§ **WHAT IS EXPECTED**
Extract each line of the data and write it out again exactly.
╭─ EXERCISE DATA
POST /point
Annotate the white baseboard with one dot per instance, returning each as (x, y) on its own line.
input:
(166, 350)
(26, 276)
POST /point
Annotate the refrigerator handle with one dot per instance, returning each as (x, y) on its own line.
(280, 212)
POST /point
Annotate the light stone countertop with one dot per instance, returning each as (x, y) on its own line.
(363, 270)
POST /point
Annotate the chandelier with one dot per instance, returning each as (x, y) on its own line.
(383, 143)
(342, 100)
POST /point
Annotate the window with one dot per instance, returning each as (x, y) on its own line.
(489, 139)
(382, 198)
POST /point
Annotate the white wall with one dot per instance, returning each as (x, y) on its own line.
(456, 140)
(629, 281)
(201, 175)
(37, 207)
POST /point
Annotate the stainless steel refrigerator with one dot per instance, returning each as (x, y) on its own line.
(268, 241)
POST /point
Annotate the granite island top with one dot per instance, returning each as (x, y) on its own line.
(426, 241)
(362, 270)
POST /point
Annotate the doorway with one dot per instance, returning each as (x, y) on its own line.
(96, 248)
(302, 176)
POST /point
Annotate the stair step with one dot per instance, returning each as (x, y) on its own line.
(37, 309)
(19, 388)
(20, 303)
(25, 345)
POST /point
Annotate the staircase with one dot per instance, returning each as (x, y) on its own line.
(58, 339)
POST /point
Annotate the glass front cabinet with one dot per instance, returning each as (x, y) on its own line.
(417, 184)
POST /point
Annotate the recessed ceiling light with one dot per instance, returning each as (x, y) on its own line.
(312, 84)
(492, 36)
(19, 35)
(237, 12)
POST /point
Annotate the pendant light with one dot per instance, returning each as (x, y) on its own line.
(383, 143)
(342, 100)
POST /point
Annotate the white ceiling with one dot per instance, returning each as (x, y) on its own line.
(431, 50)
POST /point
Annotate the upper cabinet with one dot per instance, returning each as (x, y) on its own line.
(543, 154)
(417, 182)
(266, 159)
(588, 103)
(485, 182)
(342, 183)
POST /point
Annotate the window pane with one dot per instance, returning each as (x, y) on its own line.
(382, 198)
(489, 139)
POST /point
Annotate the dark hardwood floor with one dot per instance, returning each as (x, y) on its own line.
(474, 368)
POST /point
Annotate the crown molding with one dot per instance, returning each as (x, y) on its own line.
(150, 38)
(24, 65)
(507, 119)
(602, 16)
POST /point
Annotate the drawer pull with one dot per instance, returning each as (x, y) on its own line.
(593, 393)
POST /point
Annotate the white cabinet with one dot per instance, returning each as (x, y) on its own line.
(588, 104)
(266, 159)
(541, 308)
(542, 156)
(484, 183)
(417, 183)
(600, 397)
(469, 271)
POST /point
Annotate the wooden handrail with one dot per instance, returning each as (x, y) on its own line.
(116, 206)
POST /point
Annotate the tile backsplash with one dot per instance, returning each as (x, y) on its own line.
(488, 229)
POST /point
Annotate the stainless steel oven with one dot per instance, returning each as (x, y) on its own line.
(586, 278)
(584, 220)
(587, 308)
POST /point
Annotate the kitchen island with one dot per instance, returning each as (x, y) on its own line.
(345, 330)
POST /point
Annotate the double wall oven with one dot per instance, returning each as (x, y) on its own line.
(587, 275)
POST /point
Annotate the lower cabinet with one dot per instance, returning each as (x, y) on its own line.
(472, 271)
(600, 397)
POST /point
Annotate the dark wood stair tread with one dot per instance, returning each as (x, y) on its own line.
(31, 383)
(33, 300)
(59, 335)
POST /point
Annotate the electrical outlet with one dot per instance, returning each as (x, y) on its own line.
╰─
§ **SOLUTION FOR THIS TASK**
POST /point
Annotate the white baseboard with one dot per instance, returning each as (x, y) on its own line.
input:
(166, 350)
(26, 276)
POST /point
Annotate the refrigerator handle with one dot per instance, returning each as (x, y) on its own line.
(280, 212)
POST /point
Annotate the light stone countertop with one dot per instance, returning each as (x, y) on its own line.
(363, 270)
POST /point
Annotate the chandelier with one dot per instance, returning each as (x, y) on its own line.
(383, 143)
(342, 100)
POST /point
Annotate the window with one dot per instance, returning each as (x, y) on its own line.
(489, 139)
(382, 198)
POST /point
Annotate the white wall with one dot per instance, returning each as (x, y) on its own line.
(456, 140)
(629, 281)
(201, 175)
(37, 207)
POST /point
Annotate the stainless steel refrigerator with one dot per instance, returning each as (x, y) on its own line.
(268, 241)
POST /point
Annotate the granite island top with one dot per instance, returning each as (x, y) on its own line.
(426, 241)
(362, 270)
POST /point
Annotate the doorway with one dot per instance, returning each as (x, y) on its own line.
(96, 248)
(302, 176)
POST /point
Annotate the stair step with one dot per instance, returning each as (x, y) on its own line.
(37, 309)
(19, 388)
(20, 303)
(25, 345)
POST /point
Annotate the staircase with one dot per instance, returning each as (x, y) on its own line.
(58, 339)
POST /point
Annotate the glass front cabinet with one dot per instance, returning each as (x, y) on its own line.
(417, 184)
POST /point
Annotate the recessed ceiling light with one dot per instance, returning each as (x, y) on its own line.
(312, 84)
(492, 36)
(19, 35)
(237, 12)
POST /point
Annotate the pendant light with one dot per instance, returning each as (x, y) on its own line.
(383, 143)
(342, 100)
POST /point
Annotate the white ceiling with one dot per instance, returning each as (x, y) on its own line.
(431, 50)
POST /point
Annotate the upper cabinet with one dot per instance, returning each as (x, y) on its own line.
(543, 154)
(417, 182)
(266, 159)
(588, 103)
(485, 182)
(342, 183)
POST /point
Annotate the window pane with one dot per instance, returning each as (x, y) on its own line.
(382, 198)
(489, 139)
POST /point
Annotate the dark hardwood floor with one dot per instance, returning each as (x, y) on its own line.
(474, 368)
POST /point
Annotate the crown molding with one dot per instance, returning each as (x, y) on its own line.
(150, 38)
(24, 65)
(507, 119)
(602, 16)
POST /point
Annotate the drawer pull with one dot per instance, returning each as (x, y) on its own line.
(593, 393)
POST /point
Annotate the white cabinet with one dot per instance, returning each as (x, y) on its own line.
(588, 104)
(266, 159)
(541, 308)
(542, 156)
(484, 183)
(417, 183)
(600, 397)
(469, 271)
POST /point
Annotate the wooden handrail with one dot per instance, returning each as (x, y) on its own line.
(116, 206)
POST /point
Annotate the tile backsplash with one dot per instance, returning each as (x, y) on its own line.
(488, 229)
POST /point
Annotate the stainless steel oven with one dot per instance, returning each as (x, y) on its own line.
(586, 278)
(584, 220)
(587, 308)
POST /point
Annotate the kitchen island with one dot per instance, returning each as (x, y) on its own line.
(345, 330)
POST /point
Annotate the double wall oven with one dot per instance, returning each as (x, y) on its own line.
(587, 275)
POST /point
Annotate the lower cabinet with one dot per instance, returning each as (x, y) on its own line.
(472, 271)
(600, 397)
POST /point
Annotate the dark wood stair tread with one dot per instance, returning each as (x, y) on its own line.
(31, 383)
(33, 300)
(59, 335)
POST /point
Annotate the electrical outlet with one dot per instance, returning each as (x, y) on its own line.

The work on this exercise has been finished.